** EXERCISE INSTRUCTIONS **
Tally the lines in the data below that contain the string "jersey", and give only the number.

[Entries taken from a collection]

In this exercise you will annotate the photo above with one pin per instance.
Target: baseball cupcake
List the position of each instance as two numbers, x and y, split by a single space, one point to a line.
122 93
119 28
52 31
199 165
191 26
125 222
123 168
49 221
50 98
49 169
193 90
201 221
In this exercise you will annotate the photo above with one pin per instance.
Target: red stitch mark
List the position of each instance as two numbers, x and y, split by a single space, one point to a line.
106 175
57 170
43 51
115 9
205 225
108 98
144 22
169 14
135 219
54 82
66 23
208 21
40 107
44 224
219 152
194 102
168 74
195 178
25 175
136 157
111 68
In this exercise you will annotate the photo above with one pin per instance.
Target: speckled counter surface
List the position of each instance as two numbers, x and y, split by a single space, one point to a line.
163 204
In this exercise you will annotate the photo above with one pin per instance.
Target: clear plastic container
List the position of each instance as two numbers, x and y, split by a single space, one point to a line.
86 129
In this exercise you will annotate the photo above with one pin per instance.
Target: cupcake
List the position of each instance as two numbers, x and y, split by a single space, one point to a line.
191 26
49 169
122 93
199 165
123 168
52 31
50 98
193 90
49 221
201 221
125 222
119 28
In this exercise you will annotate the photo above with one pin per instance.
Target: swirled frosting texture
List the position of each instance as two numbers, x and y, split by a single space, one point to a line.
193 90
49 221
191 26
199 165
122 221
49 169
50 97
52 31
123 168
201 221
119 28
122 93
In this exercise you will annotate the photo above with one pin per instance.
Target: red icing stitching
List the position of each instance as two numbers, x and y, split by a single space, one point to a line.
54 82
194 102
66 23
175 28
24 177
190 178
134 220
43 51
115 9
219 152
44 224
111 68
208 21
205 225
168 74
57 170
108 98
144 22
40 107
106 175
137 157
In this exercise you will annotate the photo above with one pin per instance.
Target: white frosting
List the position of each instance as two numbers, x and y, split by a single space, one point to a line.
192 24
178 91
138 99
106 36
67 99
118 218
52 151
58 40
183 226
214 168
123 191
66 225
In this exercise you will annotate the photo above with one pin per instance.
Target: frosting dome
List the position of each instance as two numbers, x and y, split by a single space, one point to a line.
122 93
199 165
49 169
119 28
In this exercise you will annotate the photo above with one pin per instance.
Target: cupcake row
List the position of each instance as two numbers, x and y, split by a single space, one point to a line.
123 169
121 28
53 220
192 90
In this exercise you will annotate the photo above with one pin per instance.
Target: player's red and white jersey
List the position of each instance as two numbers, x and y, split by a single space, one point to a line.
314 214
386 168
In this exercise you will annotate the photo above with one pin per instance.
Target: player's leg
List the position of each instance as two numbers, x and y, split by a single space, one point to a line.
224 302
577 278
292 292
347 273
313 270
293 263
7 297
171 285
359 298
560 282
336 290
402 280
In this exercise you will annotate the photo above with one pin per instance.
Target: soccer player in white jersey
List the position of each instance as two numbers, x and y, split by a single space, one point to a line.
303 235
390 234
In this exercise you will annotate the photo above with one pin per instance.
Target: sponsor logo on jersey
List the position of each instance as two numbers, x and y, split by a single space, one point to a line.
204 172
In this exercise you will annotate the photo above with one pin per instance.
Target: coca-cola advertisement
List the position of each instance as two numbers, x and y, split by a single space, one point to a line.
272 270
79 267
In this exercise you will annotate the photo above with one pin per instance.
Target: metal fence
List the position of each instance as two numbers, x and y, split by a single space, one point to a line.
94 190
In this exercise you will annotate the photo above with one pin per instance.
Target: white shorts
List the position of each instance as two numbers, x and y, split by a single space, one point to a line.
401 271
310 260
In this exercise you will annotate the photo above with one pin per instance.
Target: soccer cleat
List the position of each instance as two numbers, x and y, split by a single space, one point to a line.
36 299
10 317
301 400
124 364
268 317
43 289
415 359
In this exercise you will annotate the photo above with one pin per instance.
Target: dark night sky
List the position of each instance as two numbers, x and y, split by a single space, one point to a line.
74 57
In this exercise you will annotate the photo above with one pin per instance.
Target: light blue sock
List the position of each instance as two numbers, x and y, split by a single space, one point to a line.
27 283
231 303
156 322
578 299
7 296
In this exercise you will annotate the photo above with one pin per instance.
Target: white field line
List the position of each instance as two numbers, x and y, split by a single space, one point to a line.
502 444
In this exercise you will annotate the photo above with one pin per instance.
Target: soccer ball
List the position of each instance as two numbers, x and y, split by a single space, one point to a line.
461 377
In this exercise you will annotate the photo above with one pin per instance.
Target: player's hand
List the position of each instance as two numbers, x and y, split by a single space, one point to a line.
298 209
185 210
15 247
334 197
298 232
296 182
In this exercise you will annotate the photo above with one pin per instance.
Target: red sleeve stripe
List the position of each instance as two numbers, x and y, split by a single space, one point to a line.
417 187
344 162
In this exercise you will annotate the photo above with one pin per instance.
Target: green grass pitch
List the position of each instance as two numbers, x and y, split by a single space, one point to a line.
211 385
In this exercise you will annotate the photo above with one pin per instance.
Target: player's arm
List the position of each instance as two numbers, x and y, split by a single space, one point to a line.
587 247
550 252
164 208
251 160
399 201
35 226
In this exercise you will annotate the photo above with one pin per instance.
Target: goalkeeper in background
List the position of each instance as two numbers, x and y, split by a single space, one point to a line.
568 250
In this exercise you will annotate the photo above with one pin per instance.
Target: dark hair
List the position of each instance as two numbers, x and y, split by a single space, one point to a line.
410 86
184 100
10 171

** RESPONSE **
3